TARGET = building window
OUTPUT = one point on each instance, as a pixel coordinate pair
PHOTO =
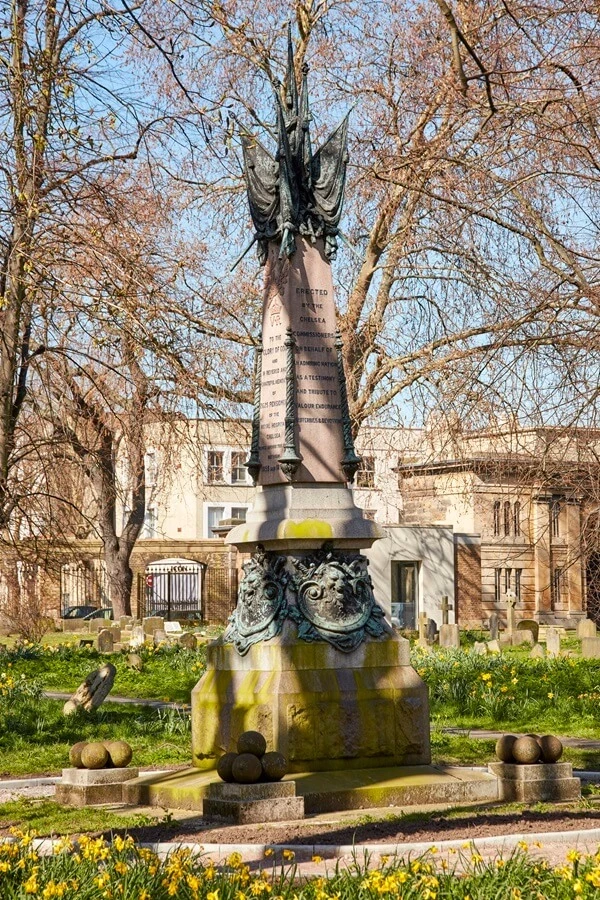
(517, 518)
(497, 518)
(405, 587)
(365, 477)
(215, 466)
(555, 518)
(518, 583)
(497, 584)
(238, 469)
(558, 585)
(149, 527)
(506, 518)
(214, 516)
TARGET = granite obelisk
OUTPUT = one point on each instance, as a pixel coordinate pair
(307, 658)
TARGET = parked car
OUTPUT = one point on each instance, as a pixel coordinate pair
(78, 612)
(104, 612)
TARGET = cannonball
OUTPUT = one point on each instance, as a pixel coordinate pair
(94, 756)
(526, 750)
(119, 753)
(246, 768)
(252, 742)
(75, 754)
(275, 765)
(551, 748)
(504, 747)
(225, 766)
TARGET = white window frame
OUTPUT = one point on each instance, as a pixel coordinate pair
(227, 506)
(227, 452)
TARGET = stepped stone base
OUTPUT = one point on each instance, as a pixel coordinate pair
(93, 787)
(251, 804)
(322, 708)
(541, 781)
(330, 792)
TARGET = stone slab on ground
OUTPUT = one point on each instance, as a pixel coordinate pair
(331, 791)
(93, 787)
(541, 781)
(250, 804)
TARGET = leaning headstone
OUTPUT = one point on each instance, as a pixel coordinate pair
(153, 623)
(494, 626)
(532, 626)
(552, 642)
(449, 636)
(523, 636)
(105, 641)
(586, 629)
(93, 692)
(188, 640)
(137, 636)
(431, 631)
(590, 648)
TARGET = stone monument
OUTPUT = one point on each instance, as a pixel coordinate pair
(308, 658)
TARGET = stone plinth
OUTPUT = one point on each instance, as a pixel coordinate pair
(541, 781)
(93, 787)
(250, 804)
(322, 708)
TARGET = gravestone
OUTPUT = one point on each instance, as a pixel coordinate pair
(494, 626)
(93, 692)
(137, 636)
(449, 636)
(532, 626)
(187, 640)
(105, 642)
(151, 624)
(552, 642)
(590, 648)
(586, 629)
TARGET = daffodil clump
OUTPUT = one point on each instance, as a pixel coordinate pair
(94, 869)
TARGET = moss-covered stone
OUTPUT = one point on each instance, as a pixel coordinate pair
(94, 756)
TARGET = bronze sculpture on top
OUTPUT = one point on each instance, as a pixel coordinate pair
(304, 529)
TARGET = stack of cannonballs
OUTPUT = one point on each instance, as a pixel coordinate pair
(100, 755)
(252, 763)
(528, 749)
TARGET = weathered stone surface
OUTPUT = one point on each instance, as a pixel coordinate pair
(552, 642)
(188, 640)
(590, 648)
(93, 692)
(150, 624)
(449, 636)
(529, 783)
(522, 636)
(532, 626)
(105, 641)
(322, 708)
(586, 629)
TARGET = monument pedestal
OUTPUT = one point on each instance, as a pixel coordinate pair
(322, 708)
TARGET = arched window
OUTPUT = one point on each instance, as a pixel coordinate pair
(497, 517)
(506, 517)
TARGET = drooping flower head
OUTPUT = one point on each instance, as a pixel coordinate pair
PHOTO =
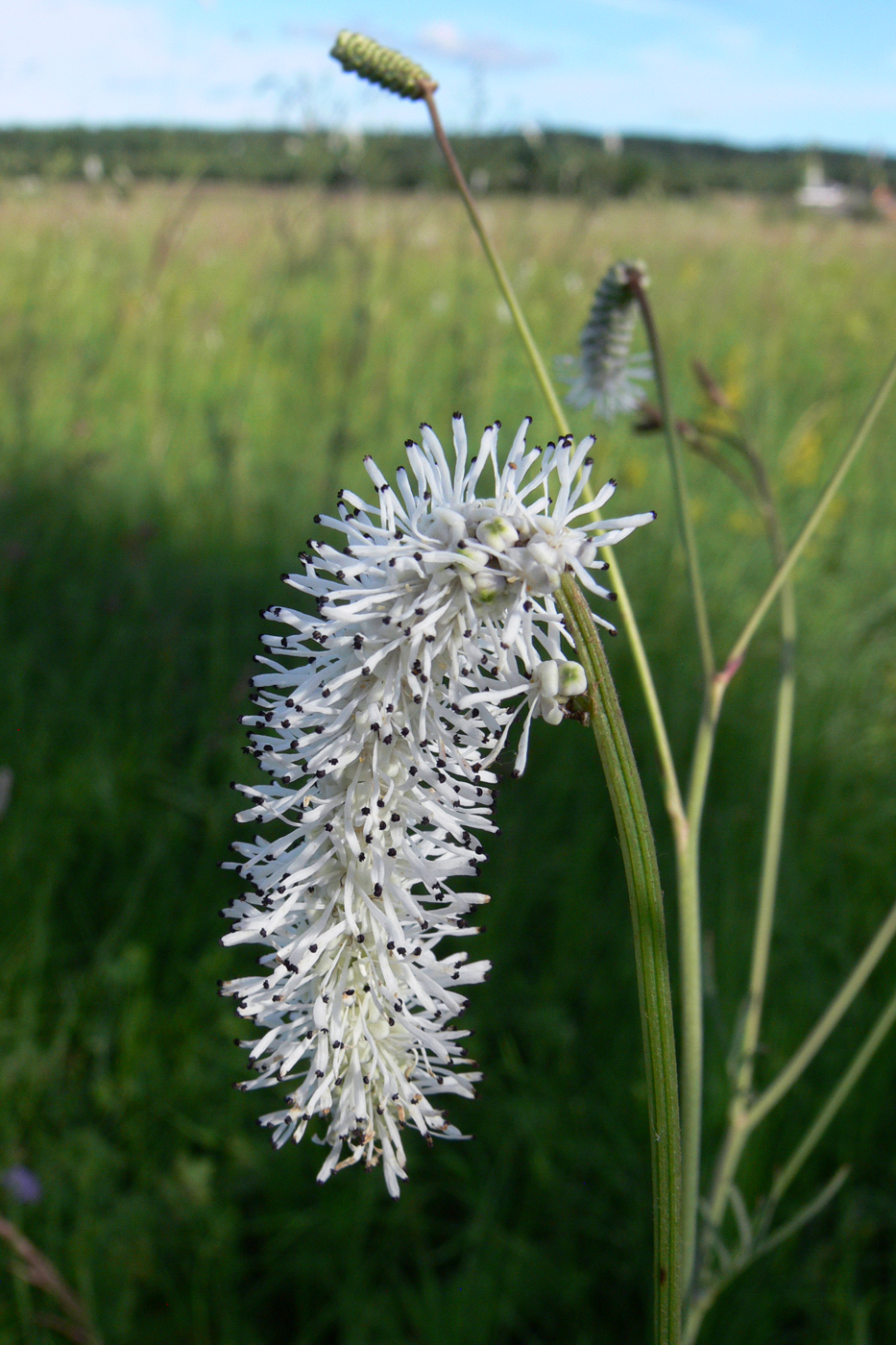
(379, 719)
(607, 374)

• WHAT IS REQUIRED: Copy out the part of the data that opens with the line containing "TARGET = stack of cannonballs" and closes with the final line of the data, with both ends included. Leave the pictures out of your copy.

• TASK ANSWER:
TARGET = stack of cannonballs
OUTPUT = one point on each instance, as a pixel coordinate pair
(100, 755)
(252, 763)
(528, 749)
TARGET = weathered stone surface
OUTPUT = one point on each instance, as a pixel coordinate pair
(552, 642)
(188, 640)
(590, 648)
(93, 692)
(150, 624)
(449, 636)
(529, 783)
(522, 636)
(532, 626)
(105, 641)
(322, 708)
(586, 629)
TARGET = monument pedestal
OUTPUT = one point on each instance, as a pixel coordinate pair
(322, 708)
TARGET = arched window
OUTPUT = one point on each instance, as a pixel coordinate pair
(497, 517)
(506, 517)
TARGET = drooping flower head
OUTPUT = one point on each instance, as a pixel coordinate pair
PHOTO =
(379, 719)
(607, 374)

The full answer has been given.